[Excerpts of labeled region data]

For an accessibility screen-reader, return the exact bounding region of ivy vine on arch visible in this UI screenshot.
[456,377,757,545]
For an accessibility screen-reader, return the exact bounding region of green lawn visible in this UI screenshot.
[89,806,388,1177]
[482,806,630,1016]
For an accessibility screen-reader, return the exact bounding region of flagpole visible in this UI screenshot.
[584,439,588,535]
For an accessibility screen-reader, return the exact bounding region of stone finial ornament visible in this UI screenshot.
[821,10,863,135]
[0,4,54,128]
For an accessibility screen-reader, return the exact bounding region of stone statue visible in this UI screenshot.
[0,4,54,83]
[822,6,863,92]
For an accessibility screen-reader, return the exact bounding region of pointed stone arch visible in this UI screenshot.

What is expected: Switch "screen-reader" to "screen reader" wherever it occurs in the items above, and write them out again with everything else unchanged.

Correct result:
For an accessibility screen reader, return the exact bounding region of ivy vine on arch visible in this UI screenshot.
[456,377,757,545]
For an accessibility screen reader, return the exact bounding region of green lawn visible in this UI screenshot.
[89,806,388,1177]
[482,806,630,1016]
For an accessibility screen reader, return the exact bounding region of flagpole visible in this UI screenshot.
[584,439,588,535]
For an accessibility screen reader, return the exact bounding region of stone finial ornament visible in this UI screenshot.
[821,10,863,135]
[0,4,54,128]
For an accessibility screen reader, return the exact bounding region of stone statue visible in this UI screenshot.
[0,4,54,83]
[822,6,863,92]
For an accessibility screen reader, return the exact bounding region of pointed stone arch visible in this UI screenshot.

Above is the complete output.